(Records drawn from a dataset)
• • • • •
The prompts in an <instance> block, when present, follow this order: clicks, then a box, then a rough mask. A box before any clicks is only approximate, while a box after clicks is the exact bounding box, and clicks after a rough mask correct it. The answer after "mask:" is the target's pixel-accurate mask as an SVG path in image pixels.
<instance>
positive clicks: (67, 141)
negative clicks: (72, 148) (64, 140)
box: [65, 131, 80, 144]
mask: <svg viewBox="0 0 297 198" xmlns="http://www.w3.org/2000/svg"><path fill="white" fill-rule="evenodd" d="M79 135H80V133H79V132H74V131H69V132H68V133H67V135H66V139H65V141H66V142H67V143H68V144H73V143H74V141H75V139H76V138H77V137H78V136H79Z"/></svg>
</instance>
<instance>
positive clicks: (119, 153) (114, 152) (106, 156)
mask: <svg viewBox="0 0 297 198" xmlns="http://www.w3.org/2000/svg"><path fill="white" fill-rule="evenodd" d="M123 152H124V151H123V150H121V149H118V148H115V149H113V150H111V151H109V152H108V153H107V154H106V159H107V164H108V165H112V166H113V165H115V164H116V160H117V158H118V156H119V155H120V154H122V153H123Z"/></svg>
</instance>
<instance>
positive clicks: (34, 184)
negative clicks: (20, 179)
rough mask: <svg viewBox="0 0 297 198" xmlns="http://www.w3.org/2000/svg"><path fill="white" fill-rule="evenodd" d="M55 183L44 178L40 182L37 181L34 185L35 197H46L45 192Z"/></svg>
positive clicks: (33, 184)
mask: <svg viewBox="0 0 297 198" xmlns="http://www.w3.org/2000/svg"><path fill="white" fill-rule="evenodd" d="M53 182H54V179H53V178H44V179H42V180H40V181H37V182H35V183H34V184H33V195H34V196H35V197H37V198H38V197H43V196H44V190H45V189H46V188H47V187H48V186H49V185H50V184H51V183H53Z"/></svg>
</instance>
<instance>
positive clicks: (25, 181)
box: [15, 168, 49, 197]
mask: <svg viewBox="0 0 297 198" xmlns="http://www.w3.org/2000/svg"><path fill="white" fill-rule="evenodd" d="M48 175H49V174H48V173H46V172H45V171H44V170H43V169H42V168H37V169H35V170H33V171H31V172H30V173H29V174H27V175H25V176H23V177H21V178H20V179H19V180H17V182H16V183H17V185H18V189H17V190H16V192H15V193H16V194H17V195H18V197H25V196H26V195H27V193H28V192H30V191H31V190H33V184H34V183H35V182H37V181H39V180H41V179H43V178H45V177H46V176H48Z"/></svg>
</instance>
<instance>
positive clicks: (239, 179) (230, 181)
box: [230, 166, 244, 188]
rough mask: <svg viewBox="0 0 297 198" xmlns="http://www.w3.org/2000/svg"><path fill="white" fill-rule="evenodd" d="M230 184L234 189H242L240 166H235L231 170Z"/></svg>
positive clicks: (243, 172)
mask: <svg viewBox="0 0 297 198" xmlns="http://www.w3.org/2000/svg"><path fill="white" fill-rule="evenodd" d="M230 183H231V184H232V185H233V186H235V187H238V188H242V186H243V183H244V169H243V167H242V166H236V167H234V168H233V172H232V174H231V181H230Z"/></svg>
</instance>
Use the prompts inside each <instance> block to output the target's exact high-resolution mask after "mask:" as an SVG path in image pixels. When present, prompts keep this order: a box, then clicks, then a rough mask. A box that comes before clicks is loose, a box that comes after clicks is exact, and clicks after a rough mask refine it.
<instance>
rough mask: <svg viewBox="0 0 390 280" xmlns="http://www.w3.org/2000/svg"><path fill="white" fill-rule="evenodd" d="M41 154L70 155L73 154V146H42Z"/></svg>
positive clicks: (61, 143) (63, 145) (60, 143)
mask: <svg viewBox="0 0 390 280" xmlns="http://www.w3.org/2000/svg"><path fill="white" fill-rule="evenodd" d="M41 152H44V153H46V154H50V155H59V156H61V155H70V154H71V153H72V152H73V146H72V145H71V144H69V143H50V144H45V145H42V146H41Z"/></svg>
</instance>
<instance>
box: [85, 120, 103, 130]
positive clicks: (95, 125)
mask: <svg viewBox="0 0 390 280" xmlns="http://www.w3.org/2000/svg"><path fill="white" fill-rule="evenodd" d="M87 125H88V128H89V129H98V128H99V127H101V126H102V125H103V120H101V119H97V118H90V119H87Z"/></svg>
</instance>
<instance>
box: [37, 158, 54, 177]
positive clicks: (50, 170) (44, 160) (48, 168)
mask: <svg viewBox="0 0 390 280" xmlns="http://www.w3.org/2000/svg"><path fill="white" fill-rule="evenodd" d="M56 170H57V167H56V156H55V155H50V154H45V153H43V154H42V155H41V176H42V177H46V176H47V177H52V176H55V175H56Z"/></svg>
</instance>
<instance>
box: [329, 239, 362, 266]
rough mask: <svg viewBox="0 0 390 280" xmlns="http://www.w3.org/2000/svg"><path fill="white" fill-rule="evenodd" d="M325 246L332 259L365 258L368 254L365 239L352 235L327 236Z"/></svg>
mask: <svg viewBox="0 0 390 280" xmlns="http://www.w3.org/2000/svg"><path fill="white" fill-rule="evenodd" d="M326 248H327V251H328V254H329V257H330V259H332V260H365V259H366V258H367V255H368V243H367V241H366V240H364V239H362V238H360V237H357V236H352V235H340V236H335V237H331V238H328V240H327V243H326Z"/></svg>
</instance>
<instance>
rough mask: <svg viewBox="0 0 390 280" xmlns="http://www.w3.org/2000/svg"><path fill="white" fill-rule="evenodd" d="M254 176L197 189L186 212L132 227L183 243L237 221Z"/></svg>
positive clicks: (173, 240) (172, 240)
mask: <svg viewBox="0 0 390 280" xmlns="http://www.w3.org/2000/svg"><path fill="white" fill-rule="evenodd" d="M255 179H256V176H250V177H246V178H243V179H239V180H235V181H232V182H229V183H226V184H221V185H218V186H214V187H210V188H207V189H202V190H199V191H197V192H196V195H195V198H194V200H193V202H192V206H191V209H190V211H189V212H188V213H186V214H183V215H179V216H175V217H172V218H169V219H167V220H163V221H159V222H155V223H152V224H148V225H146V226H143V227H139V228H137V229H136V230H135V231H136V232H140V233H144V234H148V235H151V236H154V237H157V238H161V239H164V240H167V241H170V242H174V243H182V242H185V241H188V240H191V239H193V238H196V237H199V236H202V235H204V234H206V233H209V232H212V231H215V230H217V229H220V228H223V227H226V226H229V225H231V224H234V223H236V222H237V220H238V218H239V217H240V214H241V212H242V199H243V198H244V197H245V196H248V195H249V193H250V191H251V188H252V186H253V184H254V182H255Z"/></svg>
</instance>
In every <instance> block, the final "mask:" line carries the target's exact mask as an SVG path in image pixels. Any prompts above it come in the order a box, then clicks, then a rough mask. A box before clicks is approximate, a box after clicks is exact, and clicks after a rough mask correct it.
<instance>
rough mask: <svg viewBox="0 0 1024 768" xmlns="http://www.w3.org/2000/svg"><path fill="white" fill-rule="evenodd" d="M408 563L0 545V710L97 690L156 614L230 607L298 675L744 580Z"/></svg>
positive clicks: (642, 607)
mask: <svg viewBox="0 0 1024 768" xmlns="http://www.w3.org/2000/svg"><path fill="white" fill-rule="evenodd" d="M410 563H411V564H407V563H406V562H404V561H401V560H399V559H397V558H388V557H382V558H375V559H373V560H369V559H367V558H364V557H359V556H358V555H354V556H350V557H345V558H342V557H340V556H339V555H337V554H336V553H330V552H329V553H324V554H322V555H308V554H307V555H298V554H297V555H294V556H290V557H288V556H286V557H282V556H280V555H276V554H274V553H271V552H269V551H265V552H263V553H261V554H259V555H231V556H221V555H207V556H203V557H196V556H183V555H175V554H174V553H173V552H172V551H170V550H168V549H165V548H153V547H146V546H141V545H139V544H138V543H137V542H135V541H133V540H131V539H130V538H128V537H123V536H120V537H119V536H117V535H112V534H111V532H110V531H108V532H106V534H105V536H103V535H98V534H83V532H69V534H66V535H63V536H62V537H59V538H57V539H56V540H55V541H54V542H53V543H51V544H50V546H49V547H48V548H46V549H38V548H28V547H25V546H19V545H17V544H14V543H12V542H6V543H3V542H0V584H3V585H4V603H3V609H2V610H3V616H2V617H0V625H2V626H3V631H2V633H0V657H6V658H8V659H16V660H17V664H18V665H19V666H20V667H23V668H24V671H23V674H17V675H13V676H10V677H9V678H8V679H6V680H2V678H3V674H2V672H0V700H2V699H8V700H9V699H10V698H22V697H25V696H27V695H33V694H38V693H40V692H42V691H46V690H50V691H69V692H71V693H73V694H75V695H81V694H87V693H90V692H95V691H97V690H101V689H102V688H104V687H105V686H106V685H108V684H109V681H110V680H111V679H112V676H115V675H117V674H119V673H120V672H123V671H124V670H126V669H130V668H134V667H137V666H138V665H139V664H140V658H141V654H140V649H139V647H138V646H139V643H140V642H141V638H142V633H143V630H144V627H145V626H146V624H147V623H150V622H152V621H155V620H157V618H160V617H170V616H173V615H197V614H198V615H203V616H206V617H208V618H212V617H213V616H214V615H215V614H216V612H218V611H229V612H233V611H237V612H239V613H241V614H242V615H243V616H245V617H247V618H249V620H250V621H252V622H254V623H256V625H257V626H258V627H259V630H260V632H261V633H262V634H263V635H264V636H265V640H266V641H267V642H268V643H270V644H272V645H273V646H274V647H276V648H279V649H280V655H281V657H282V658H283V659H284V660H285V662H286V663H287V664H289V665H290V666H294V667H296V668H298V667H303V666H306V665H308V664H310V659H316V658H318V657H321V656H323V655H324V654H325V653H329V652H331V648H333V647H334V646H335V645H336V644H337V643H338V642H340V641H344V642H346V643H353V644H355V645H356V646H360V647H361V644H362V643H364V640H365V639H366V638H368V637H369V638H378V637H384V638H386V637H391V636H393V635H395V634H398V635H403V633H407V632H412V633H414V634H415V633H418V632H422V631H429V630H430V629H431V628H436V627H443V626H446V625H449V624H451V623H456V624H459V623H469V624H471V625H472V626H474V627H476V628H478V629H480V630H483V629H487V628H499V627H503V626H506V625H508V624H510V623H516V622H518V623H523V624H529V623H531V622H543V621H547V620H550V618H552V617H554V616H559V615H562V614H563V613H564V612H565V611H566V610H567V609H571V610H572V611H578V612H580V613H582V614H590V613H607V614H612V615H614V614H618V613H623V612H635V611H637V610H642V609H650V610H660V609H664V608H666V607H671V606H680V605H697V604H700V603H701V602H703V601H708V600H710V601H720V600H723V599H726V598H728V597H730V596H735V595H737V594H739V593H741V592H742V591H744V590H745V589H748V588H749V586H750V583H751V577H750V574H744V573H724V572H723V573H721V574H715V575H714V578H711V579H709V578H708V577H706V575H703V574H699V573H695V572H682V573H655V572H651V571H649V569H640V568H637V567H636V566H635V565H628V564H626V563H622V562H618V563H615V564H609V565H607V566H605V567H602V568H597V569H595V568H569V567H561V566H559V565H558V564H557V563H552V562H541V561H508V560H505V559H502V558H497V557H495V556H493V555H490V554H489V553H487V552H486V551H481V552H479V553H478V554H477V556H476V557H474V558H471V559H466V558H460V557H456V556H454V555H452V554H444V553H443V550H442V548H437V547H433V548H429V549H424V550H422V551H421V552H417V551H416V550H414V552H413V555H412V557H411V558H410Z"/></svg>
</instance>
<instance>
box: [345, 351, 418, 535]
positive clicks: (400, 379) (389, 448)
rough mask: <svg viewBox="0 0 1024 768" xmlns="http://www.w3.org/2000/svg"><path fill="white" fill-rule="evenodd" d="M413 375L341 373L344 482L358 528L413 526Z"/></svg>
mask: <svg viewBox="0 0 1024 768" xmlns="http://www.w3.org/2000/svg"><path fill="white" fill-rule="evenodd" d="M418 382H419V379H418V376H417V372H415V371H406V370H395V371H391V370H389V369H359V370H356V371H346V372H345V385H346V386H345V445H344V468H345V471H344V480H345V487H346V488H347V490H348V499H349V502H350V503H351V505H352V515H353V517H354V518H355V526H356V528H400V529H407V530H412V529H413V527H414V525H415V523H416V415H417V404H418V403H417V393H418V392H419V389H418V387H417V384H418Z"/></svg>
• • • • •
In the data above, find the line with "box: [329, 239, 362, 266]" and the line with "176L197 189L186 212L132". Retype both, plus every line between them, exactly.

box: [329, 239, 362, 266]
rough mask: <svg viewBox="0 0 390 280" xmlns="http://www.w3.org/2000/svg"><path fill="white" fill-rule="evenodd" d="M325 246L332 259L365 258L368 254L365 239L352 235L327 236Z"/></svg>
mask: <svg viewBox="0 0 390 280" xmlns="http://www.w3.org/2000/svg"><path fill="white" fill-rule="evenodd" d="M326 248H327V251H328V254H329V257H330V259H332V260H365V259H366V258H367V255H368V243H367V241H366V240H364V239H362V238H360V237H357V236H352V235H340V236H335V237H331V238H328V240H327V243H326Z"/></svg>
</instance>
<instance>
rough mask: <svg viewBox="0 0 390 280" xmlns="http://www.w3.org/2000/svg"><path fill="white" fill-rule="evenodd" d="M254 176L197 189L186 212L132 227L183 243L237 221Z"/></svg>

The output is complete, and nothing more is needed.